begin DATA

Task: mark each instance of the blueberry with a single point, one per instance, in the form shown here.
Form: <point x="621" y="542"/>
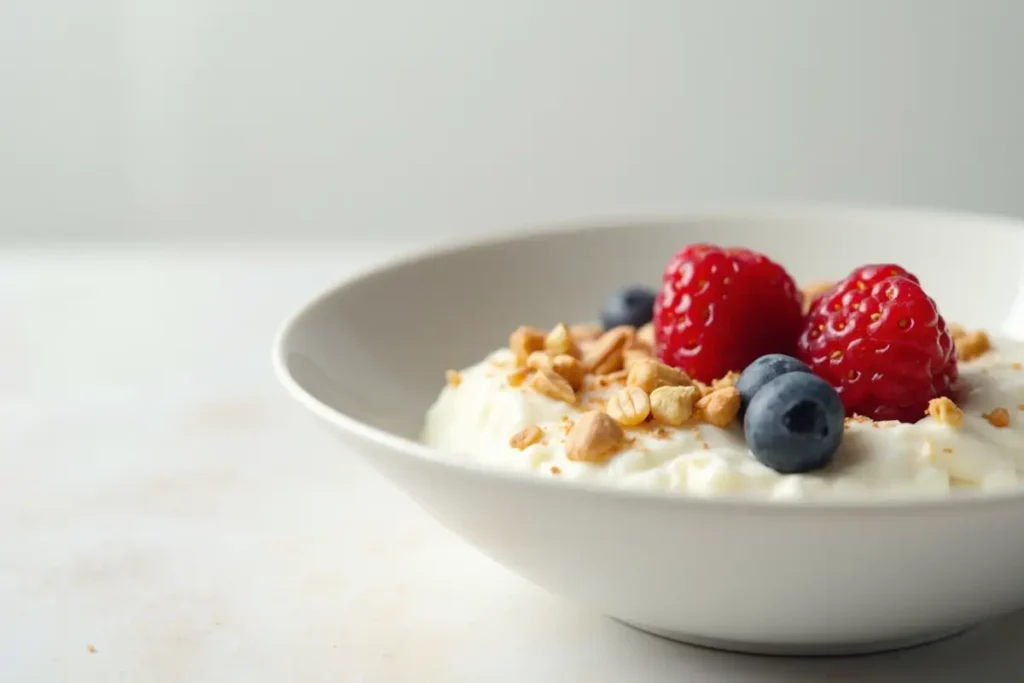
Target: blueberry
<point x="763" y="371"/>
<point x="795" y="423"/>
<point x="633" y="305"/>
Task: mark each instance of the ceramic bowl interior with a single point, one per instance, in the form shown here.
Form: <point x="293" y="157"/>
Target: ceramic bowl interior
<point x="369" y="356"/>
<point x="406" y="325"/>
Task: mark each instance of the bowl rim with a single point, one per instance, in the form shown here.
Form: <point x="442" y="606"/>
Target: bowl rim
<point x="736" y="503"/>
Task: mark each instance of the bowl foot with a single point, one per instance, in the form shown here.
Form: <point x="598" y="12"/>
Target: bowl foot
<point x="799" y="649"/>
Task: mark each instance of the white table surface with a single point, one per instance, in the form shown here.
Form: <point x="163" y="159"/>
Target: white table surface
<point x="168" y="515"/>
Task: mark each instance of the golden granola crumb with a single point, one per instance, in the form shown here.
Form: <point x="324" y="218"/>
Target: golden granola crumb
<point x="651" y="374"/>
<point x="945" y="412"/>
<point x="629" y="407"/>
<point x="558" y="341"/>
<point x="594" y="438"/>
<point x="569" y="369"/>
<point x="998" y="418"/>
<point x="605" y="356"/>
<point x="719" y="408"/>
<point x="673" y="404"/>
<point x="970" y="345"/>
<point x="517" y="377"/>
<point x="524" y="341"/>
<point x="525" y="437"/>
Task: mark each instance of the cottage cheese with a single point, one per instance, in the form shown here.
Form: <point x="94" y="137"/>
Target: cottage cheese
<point x="476" y="418"/>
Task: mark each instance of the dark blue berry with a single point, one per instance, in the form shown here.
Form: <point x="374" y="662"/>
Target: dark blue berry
<point x="763" y="371"/>
<point x="634" y="305"/>
<point x="795" y="423"/>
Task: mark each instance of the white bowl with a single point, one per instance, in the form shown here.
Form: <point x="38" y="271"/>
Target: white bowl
<point x="368" y="357"/>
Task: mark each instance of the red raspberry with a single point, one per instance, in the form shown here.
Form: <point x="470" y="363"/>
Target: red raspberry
<point x="880" y="340"/>
<point x="720" y="309"/>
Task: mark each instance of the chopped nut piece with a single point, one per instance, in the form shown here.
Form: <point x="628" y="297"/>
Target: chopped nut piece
<point x="585" y="333"/>
<point x="945" y="412"/>
<point x="601" y="381"/>
<point x="972" y="344"/>
<point x="605" y="356"/>
<point x="539" y="359"/>
<point x="650" y="374"/>
<point x="727" y="381"/>
<point x="673" y="406"/>
<point x="517" y="377"/>
<point x="547" y="383"/>
<point x="629" y="406"/>
<point x="569" y="370"/>
<point x="720" y="407"/>
<point x="558" y="341"/>
<point x="998" y="418"/>
<point x="524" y="341"/>
<point x="594" y="437"/>
<point x="525" y="437"/>
<point x="812" y="291"/>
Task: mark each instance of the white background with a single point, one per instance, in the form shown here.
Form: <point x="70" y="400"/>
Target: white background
<point x="404" y="120"/>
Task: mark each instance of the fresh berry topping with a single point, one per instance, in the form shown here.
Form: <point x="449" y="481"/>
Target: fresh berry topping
<point x="880" y="340"/>
<point x="634" y="305"/>
<point x="795" y="423"/>
<point x="763" y="371"/>
<point x="719" y="309"/>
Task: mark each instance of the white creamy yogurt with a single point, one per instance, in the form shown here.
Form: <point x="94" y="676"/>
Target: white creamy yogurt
<point x="476" y="419"/>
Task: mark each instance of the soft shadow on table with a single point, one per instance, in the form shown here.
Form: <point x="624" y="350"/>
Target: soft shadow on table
<point x="991" y="652"/>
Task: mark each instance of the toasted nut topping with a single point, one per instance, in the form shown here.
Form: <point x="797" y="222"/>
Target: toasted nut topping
<point x="594" y="437"/>
<point x="538" y="360"/>
<point x="673" y="406"/>
<point x="812" y="291"/>
<point x="517" y="377"/>
<point x="645" y="336"/>
<point x="600" y="381"/>
<point x="720" y="407"/>
<point x="558" y="341"/>
<point x="547" y="383"/>
<point x="632" y="356"/>
<point x="569" y="369"/>
<point x="727" y="381"/>
<point x="524" y="341"/>
<point x="998" y="418"/>
<point x="526" y="437"/>
<point x="585" y="333"/>
<point x="650" y="374"/>
<point x="605" y="355"/>
<point x="945" y="412"/>
<point x="629" y="406"/>
<point x="972" y="344"/>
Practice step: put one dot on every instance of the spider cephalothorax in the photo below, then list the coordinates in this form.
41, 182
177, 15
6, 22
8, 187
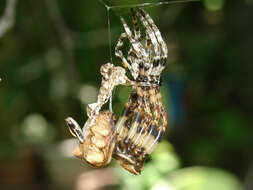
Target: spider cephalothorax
143, 121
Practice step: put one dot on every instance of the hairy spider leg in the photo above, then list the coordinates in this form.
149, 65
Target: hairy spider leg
159, 66
152, 36
137, 32
119, 53
137, 46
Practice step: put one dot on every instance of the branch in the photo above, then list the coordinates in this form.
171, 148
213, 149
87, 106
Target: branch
7, 20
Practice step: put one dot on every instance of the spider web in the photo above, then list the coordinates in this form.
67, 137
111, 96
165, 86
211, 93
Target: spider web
116, 8
163, 12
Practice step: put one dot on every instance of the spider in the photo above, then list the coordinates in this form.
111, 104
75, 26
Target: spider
143, 121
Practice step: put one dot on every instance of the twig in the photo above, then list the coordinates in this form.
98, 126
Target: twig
7, 20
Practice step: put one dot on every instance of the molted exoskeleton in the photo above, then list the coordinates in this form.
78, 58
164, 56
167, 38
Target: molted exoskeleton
96, 149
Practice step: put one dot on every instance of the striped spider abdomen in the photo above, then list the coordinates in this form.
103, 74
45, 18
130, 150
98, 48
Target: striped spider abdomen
140, 128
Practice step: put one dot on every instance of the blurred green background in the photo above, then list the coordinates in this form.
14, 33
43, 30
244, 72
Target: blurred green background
49, 66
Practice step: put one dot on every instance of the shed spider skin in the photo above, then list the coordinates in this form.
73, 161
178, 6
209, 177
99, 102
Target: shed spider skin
143, 121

end DATA

*AIM:* Copy the stretch from the line containing "Practice step: put one dot on every instance of the striped" through the end of the records, switching "spider" to "arachnid" wherever it occurs and leaving everything else unchanged.

*RESPONSE FOR THIS EXERCISE:*
Practice step: put one dot on every instance of the striped arachnid abdomen in the photo above, then list the coordinates in this form.
103, 74
45, 18
130, 150
98, 48
Target: striped arachnid abdomen
140, 128
Practice step: put one dot on every instance of the blurred green background in the photo above, then list the coordinates in this form.
14, 33
43, 30
244, 72
Target: blurred green background
49, 66
Practice step: put one dot on every instance of the shed arachnid skin in the photo above, then list the coordinates in this form.
73, 161
178, 6
209, 177
99, 102
Target: shed arachnid skin
143, 121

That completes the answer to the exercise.